**Testo proposto**
========================
Il dolore è studiato sui libri e “incontrato” nelle stanze di degenza dove gli studenti “muovono i primi passi”. Spesso nel cammino si incontrano “altri” sensibili al tema e allora le voci si uniscono.
È questa l’esperienza del Corso di Laurea in Infermieristica di Aosta e della Lega Italiana contro il dolore Valle d’Aosta (LICD-VDA), associazione di interesse sociale che si è sempre mossa nell’ottica per la quale il controllo del dolore è un diritto fondamentale del paziente, oltre che un dovere di una società civile.
La LICD-VDA, nel 2014, ha realizzato la “Carta dei diritti del Sofferente”: strutturata in 10 punti o articoli di carattere tecnico-giuridico (dall’obbligo di rilevazione del dolore e della sofferenza da parte di chi ha in cura il sofferente fino al diritto, sempre da parte del sofferente, a ricevere un adeguato risarcimento per danno non patrimoniale derivante da “sofferenza inutile”), che hanno la suggestione del decalogo, non è ristretta all’ambito della terapia del dolore e delle cure palliative, ma spazia nellla sofferenza psicologica ed esistenziale che abita anche in luoghi diversi dalle case e dagli ospedali, come le carceri (con aggravanti derivate dalla condizione di restrizione), ed è preceduta da un preambolo che funge sia da introduzione (di timbro suggestivo e simbolico) sia da contenitore per le disposizioni specifiche e l’ambito di applicazione (2).
Per sensibilizzare sempre di più lo studente infermiere all’ascolto del dolore dell’altro, e all’assistenza del sintomo, abbiamo “lanciato una sfida agli allievi del 2° anno di corso di laurea in Infermieristica utilizzando la “Didattica per scenari”, proposta dall’Istituto Nazionale Documentazione Innovazione Ricerca (INDIRE) (3).
È nato un percorso di progettazione e realizzazione del video denominato: “Il dolore che unisce” (4), proiettato in occasione della presentazione del 5° DVD della collana “Terapia del dolore un diritto/dovere per tutti” (5).
Attraverso la voce di professionisti sanitari e di cittadini, il video propone una visione del dolore ampia e includente; tre le domande poste agli intervistati: 1) cos’è il dolore?; 2) quando hai provato dolore?; 3) chi ti ha aiutato?
Volendo sintetizzare quanto emerge dal video possiamo sottolineare che spesso il dolore è descritto non solo come una sofferenza fisica ma anche interna: si prova rabbia, disperazione, paura, tristezza. Il dolore sembra “rubare” spazi di vita quotidiani e invadere il tempo: una lotta che annienta corpo e anima, ma anche momento di crescita personale o di rafforzamento della propria motivazione per chiedere aiuto alle persone che ci circondano; siano esse sanitari, parenti o conoscenti.
========================
Dati di localizzazione di oggetti tramite linguaggio naturale:
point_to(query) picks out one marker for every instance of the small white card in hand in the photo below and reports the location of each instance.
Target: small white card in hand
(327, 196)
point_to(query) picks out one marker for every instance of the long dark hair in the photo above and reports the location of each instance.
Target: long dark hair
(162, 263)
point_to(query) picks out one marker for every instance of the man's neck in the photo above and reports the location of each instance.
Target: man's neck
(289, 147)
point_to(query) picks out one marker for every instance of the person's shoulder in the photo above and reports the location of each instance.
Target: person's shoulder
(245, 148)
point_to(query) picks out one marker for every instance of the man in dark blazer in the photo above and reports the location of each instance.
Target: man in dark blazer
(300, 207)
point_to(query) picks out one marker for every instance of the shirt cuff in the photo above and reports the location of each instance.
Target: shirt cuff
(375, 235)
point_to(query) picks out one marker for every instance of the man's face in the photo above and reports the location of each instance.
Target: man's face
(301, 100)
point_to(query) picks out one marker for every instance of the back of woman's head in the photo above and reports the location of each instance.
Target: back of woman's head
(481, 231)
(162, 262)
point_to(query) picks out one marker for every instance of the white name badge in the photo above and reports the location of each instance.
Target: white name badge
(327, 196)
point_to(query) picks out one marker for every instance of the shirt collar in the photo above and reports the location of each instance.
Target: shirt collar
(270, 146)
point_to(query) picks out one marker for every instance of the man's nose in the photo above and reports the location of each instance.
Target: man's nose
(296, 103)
========================
**Esercizi**
• a. Traduci in inglese questa frase del testo sul dolore: “Il dolore è studiato sui libri e “incontrato” nelle stanze di degenza dove gli studenti “muovono i primi passi”.”
• b. Ricopia parola per parola il passo del testo sul dolore che va da “Per sensibilizzare sempre” fino a “Ricerca (INDIRE) (3).” compreso.
Questi dati non hanno alcun ruolo in questo lavoro.

**Esercizi svolti**
• a. Pain is studied in books and "encountered" in the hospital rooms where students "take their first steps."

• b.
Per sensibilizzare sempre di più lo studente infermiere all’ascolto del dolore dell’altro, e all’assistenza del sintomo, abbiamo “lanciato una sfida agli allievi del 2° anno di corso di laurea in Infermieristica utilizzando la “Didattica per scenari”, proposta dall’Istituto Nazionale Documentazione Innovazione Ricerca (INDIRE) (3).